Given exercise 1: From the listing below, write out again only the lines between the one holding "task: segment the white lettering on jersey" and the one holding "M 0 145 L 0", inclusive, with requests included. Offset every coordinate in the answers by -87.

Selected text:
────

Of course, at this point, my interest was piqued. Chip and Joanna Gaines not only have a television show, but they have built a hugely successful empire. They have a real estate and construction company. They recently bought, remodeled and opened a bed & breakfast. They acquired a silo property where they opened up shops and will soon open a bakery. They wrote a book. They design furniture. They launched a paint collection.

So I not only wanted to know who this one person was that has the secret to so much success, but I also kind of wanted to know what, specifically, about this article had Bruce wanting to check out a show that he always tried to avoid on account of constantly hearing the phrase, “Babe, I think we need to redecorate.”

Hear what the Gaines’ had to say about their success:

Our family has made a commitment to put Christ first, a lifestyle our parents modeled for us very well. They showed us how to keep our marriage and family centered around God. As for “Fixer Upper”, we have been surprised at the impact of our faith through the show. We haven’t been overtly evangelical, but the rich feedback we have received on family and love all source from our faith. Jesus said the world would know His disciples by their love for one another, and we’ve glimpsed this in practice and strive for it every day. [read the full article here]

In a world where it is often taboo to talk about faith, this couple boldly, humbly and prophetically attributes all of their success to their Christian faith.

I think this is far more impressive than the beautiful homes they design.

In this morning’s scripture reading from Paul’s letter to the Galatians, he talks about how important it is to make a commitment to Christ and to center your lives around your faith and God’s love. Granted, he was a little bit blunter than Joanna Gaines was in his wording, but he certainly got his point across.

I am astonished that you are so quickly deserting the one who called you in the grace of Christ and are turning to a different gospel … If anyone proclaims to you a gospel contrary to what you received, let that one be accursed! [Galatians 1:6, 9 NRSV]

In other words, stop getting distracted by shinier, prettier and fancier things! Stop making priorities that do not consider your faith first. Stop worshiping human things instead of God things. Stop trying to please other people and start trying to please God. Do not “talk the talk” if you are not actually willing to “walk the walk”. Paul holds nothing back as he impresses upon to the Galatian church that they urgently need to put God first; this is not a letter, this is more of a rant!

Of course I thought about preaching that sermon this morning (how we need to prioritize and put God first) but then I realized that it did not make much sense to preach that sermon to the people who showed up to church on a holiday weekend.

So instead of preaching to the choir this morning, I want to dig through the layers of apostolic ranting and uncover the core of what I think Paul is trying to say here: That this is bigger than all of us.

────

Dataset rows:
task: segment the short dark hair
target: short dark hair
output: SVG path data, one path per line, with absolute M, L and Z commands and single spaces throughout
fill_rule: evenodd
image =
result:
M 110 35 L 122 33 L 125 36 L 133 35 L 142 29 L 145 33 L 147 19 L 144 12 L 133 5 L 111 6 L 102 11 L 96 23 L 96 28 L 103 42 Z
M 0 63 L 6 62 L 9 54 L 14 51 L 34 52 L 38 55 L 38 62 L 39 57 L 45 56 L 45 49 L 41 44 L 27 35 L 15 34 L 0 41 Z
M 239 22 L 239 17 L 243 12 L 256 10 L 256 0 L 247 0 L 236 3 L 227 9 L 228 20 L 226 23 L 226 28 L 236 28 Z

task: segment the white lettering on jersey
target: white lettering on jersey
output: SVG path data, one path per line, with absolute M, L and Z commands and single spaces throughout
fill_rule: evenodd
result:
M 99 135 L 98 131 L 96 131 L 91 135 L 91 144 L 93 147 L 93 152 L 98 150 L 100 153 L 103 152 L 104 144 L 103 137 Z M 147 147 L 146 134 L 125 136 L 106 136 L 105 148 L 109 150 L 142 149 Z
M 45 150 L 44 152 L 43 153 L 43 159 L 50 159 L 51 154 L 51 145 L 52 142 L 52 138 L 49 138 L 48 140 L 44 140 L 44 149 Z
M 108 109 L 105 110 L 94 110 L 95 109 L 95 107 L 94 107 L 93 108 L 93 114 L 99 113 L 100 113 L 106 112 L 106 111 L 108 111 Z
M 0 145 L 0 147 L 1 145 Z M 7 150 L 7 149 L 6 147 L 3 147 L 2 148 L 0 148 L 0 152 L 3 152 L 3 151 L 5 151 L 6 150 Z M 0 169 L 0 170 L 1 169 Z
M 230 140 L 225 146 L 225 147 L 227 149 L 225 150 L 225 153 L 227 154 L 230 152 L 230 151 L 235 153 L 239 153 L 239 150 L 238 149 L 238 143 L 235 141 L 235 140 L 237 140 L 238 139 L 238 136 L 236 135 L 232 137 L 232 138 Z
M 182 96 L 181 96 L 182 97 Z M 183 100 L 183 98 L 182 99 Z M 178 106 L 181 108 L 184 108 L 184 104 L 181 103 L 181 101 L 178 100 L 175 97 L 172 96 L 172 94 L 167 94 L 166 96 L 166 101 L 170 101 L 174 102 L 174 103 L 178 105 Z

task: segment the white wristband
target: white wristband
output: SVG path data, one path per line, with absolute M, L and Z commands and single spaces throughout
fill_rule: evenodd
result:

────

Given exercise 2: Summarize the sermon excerpt above in two sentences.

Solution 1:
task: segment the white lettering on jersey
target: white lettering on jersey
output: SVG path data, one path per line, with absolute M, L and Z commands and single spaces throughout
fill_rule: evenodd
result:
M 12 48 L 11 44 L 9 44 L 4 48 L 4 57 L 6 60 L 6 65 L 11 63 L 13 66 L 16 65 L 17 57 L 16 50 Z M 60 60 L 59 47 L 38 49 L 19 49 L 18 61 L 22 63 L 55 62 Z
M -42 63 L -43 65 L -44 66 L -44 72 L -37 72 L -36 67 L -36 58 L -35 55 L -35 51 L -38 51 L -39 53 L -43 53 L -43 62 Z
M 21 22 L 18 23 L 7 23 L 8 22 L 8 20 L 7 20 L 6 21 L 6 27 L 12 26 L 13 26 L 19 25 L 19 24 L 21 24 Z
M -87 58 L -87 60 L -86 58 Z M -80 63 L -80 62 L -81 60 L -84 60 L -85 61 L -87 61 L -87 65 L -84 65 L -84 64 L -82 64 L -81 63 Z M -87 82 L -87 83 L -86 82 Z

Solution 2: Chip and Joanna Gaines have built a hugely successful empire, and they attribute all of that success to their Christian faith, which the writer finds far more impressive than the homes they design. Paul's letter to the Galatians bluntly urges the church to put God first, but instead of preaching that to people who came to church on a holiday weekend, the writer sets out to uncover Paul's core point: that this is bigger than all of us.